----- Exercise inputs -----
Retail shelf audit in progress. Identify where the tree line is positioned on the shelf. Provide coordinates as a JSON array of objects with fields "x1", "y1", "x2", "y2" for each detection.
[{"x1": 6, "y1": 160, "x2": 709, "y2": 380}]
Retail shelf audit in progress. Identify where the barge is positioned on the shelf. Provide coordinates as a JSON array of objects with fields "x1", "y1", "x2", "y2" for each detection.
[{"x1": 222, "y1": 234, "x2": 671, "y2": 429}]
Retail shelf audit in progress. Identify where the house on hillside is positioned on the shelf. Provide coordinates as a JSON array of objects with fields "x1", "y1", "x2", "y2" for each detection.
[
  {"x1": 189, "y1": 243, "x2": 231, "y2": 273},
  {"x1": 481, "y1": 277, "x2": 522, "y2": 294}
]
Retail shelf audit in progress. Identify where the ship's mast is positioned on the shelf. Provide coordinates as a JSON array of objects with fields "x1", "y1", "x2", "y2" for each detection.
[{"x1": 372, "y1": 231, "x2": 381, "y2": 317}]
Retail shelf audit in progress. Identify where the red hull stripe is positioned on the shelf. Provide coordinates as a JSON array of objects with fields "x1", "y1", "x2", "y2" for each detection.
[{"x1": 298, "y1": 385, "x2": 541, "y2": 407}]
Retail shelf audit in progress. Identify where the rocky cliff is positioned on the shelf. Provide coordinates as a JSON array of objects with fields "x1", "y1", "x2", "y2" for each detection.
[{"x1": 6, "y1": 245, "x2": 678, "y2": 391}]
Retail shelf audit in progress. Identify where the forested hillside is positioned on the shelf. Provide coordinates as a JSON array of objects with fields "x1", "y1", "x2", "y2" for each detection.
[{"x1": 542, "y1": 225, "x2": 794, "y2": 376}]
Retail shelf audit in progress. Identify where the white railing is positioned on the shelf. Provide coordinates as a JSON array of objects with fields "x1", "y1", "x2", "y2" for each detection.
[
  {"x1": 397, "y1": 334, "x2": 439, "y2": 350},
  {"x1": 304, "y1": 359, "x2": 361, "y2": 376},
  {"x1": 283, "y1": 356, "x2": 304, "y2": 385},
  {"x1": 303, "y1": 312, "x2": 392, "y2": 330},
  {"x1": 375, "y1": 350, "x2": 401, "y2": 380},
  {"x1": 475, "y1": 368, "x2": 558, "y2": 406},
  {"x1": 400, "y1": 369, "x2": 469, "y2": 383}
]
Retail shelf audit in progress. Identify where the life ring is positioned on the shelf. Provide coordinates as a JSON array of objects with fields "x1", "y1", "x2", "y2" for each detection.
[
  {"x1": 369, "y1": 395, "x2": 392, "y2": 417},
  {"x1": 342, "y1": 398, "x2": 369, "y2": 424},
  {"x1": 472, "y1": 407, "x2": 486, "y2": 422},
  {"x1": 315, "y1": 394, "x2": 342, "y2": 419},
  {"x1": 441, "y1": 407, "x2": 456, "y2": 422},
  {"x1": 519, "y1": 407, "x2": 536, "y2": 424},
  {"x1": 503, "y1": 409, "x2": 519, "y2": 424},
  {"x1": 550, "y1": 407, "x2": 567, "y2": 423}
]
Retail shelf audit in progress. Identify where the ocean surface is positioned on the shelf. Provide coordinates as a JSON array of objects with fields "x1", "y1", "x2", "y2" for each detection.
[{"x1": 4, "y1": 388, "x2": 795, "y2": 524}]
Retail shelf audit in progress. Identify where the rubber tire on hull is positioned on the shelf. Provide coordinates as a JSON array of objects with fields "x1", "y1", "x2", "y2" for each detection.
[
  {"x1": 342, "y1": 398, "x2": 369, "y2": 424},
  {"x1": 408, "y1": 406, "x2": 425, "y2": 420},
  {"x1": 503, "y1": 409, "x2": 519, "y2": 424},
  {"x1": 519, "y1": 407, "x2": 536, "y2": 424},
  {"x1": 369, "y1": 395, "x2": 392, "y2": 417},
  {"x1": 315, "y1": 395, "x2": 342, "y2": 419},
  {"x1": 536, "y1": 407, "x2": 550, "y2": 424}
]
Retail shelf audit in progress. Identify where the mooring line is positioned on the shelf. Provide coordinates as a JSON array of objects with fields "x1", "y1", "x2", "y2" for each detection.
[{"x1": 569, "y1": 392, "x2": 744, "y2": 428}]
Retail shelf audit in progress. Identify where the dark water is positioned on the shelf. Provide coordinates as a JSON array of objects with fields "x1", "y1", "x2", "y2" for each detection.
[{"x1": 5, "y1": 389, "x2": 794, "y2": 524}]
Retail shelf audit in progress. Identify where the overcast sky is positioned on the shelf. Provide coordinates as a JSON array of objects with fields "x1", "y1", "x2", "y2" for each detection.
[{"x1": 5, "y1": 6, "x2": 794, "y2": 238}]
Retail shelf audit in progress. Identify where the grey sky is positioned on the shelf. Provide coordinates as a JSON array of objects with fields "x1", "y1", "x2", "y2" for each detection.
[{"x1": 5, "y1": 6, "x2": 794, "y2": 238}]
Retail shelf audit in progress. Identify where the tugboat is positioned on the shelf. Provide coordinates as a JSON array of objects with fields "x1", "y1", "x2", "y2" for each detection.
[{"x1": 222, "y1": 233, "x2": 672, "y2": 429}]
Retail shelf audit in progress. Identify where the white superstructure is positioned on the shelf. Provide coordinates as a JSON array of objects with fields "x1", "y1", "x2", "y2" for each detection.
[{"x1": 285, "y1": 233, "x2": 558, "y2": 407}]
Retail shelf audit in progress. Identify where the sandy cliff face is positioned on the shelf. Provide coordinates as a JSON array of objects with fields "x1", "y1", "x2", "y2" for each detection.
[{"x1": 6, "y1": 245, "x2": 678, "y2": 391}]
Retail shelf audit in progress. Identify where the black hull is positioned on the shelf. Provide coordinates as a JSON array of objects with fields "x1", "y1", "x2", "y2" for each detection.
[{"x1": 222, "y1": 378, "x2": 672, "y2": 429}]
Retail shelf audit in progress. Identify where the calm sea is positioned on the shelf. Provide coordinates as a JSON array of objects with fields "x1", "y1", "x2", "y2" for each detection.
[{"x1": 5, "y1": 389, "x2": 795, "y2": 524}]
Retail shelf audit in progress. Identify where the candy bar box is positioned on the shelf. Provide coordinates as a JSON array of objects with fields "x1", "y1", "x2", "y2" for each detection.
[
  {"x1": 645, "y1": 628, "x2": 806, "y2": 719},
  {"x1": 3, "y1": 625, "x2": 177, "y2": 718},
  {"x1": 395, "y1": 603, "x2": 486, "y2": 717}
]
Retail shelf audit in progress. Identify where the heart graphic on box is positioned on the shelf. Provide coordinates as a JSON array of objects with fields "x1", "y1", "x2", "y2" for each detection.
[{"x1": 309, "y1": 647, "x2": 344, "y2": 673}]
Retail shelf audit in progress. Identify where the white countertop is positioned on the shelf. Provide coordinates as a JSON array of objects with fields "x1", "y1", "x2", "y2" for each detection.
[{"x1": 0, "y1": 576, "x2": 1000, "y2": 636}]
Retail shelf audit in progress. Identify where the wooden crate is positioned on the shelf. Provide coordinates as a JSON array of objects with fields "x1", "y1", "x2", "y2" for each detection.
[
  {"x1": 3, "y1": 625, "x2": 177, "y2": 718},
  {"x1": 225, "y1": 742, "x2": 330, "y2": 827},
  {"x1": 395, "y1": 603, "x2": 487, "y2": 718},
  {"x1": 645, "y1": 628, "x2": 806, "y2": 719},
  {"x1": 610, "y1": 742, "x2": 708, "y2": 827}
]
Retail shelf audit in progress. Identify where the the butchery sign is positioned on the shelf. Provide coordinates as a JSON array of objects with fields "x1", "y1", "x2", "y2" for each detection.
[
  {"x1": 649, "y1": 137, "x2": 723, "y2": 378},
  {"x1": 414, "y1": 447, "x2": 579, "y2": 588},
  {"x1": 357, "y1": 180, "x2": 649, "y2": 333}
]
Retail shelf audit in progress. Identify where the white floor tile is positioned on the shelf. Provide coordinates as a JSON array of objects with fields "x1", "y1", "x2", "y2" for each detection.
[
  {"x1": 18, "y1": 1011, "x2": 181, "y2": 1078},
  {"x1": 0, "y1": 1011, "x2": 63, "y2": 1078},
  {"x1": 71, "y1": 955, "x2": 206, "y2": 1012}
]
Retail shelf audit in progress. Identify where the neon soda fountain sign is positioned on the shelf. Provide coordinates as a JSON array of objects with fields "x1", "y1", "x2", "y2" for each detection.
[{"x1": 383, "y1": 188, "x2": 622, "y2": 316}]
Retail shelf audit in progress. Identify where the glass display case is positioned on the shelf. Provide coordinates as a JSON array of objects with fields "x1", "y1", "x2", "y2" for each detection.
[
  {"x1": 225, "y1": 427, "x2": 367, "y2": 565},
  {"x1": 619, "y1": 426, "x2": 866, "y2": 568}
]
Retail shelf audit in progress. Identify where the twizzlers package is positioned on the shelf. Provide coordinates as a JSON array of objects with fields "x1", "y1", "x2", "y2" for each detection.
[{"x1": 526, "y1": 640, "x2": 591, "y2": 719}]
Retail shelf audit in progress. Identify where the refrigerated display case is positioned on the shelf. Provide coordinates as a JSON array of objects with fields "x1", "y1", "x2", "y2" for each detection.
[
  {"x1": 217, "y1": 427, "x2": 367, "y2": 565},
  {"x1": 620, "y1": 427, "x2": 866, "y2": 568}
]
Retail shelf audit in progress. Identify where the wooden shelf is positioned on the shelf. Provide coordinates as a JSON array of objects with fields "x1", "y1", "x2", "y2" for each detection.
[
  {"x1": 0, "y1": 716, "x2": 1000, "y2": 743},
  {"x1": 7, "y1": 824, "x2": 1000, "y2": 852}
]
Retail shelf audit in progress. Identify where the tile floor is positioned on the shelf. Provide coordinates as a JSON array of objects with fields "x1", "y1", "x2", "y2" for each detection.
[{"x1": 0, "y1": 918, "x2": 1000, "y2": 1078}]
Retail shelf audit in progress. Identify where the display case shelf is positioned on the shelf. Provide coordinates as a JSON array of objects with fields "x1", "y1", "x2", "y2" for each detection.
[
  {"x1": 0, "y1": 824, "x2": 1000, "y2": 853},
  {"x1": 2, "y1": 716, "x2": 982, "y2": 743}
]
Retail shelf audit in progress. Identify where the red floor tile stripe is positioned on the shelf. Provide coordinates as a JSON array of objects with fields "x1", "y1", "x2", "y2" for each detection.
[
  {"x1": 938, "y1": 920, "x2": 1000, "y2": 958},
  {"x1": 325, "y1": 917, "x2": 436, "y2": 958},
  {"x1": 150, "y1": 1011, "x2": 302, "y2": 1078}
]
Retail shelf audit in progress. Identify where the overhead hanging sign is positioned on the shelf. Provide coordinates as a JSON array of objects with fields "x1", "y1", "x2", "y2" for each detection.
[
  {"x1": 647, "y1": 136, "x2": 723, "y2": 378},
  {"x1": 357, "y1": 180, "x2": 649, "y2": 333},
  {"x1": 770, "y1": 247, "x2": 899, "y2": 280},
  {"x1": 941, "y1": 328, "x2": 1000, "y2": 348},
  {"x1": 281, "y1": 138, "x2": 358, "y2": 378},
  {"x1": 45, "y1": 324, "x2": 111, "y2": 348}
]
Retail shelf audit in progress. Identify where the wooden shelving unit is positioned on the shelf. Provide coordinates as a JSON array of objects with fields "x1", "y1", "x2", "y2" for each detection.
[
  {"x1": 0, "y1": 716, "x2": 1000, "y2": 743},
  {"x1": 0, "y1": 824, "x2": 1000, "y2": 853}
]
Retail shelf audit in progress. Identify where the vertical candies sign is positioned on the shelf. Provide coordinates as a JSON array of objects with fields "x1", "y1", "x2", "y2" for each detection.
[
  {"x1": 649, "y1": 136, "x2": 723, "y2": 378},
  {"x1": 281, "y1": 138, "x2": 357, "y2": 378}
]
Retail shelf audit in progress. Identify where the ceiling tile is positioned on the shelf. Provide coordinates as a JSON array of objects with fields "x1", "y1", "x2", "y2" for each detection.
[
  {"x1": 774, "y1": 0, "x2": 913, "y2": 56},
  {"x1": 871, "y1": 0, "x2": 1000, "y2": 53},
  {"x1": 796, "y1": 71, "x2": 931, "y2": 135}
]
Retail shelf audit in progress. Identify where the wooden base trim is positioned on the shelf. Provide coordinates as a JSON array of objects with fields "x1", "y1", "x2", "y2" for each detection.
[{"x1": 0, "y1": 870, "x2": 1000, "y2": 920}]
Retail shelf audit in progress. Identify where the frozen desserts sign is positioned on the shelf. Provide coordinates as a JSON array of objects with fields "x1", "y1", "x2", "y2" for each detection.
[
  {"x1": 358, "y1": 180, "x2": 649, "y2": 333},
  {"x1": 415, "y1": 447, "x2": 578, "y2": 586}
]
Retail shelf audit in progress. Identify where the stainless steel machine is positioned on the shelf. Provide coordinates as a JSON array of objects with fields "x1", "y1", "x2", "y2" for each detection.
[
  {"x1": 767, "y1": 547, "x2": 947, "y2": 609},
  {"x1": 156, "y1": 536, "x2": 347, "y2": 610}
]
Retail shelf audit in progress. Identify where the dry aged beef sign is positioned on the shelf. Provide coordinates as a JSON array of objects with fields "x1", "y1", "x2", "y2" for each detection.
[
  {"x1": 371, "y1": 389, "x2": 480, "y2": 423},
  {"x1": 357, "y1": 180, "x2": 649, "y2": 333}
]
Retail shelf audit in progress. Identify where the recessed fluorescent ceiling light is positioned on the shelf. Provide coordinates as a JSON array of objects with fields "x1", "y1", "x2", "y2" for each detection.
-----
▶ **Aim of the exercise**:
Reproduce the entries above verbatim, starting with the line that contains "Retail shelf audit in progress. Identify where the stainless" and going on through the last line of the entries.

▶ **Correct response**:
Retail shelf audit in progress. Identify where the stainless steel machine is positioned on the shelf. Provide coordinates as a JSON array of objects with fields "x1", "y1", "x2", "y2" for each detection.
[
  {"x1": 767, "y1": 547, "x2": 947, "y2": 609},
  {"x1": 156, "y1": 536, "x2": 347, "y2": 610}
]
Retail shelf audit in progress. Identify where the dry aged beef sign is positioned on the shelf. Provide coordinates as a JSON array of objects with fields "x1", "y1", "x2", "y2" for each detection.
[
  {"x1": 371, "y1": 389, "x2": 480, "y2": 423},
  {"x1": 357, "y1": 180, "x2": 649, "y2": 333}
]
Retail shelf audit in progress. Identify where the recessed fluorescent ceiling light is positioned on the shelf. Provide coordinates as a JSON array of objects with fields "x1", "y1", "x2", "y2" for each detection.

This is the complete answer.